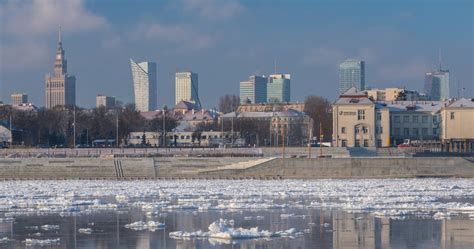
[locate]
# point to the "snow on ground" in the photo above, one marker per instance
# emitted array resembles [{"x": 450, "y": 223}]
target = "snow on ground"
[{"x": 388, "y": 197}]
▬▬▬
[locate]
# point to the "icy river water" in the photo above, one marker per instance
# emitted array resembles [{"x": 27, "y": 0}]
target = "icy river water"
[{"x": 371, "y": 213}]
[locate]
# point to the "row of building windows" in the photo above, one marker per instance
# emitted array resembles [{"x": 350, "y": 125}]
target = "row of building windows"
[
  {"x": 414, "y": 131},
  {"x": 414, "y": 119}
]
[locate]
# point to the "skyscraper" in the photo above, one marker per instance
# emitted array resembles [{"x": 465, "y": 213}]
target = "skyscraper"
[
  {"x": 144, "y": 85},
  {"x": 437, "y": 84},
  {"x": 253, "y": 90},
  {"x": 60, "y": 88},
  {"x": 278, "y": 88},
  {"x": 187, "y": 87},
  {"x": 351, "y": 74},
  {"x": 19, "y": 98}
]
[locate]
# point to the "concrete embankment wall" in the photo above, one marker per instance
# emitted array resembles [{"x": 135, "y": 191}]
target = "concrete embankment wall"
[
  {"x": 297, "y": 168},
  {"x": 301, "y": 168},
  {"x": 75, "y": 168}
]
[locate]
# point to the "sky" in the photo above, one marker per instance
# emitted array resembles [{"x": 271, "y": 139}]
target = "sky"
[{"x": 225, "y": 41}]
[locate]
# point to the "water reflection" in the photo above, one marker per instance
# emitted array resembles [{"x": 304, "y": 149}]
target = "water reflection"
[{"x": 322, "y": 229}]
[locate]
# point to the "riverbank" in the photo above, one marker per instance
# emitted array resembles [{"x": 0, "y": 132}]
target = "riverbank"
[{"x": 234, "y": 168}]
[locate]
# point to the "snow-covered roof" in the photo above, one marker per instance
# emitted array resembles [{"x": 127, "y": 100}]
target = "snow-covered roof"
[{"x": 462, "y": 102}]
▬▬▬
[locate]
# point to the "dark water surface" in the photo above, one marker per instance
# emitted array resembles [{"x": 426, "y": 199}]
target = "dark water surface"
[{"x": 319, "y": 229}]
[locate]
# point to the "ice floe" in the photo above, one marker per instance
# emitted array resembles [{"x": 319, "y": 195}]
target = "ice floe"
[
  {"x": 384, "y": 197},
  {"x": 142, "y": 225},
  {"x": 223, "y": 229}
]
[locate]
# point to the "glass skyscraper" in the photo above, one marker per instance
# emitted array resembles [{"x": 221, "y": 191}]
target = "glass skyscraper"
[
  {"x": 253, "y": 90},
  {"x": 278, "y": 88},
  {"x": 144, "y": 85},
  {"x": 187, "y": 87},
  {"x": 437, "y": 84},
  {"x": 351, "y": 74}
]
▬▬▬
Collect every line in the records above that contains the word "wall", and list them in the order they appear.

# point to the "concrete embankment wall" in the photo above, one marker per instance
target = "concrete embankment wall"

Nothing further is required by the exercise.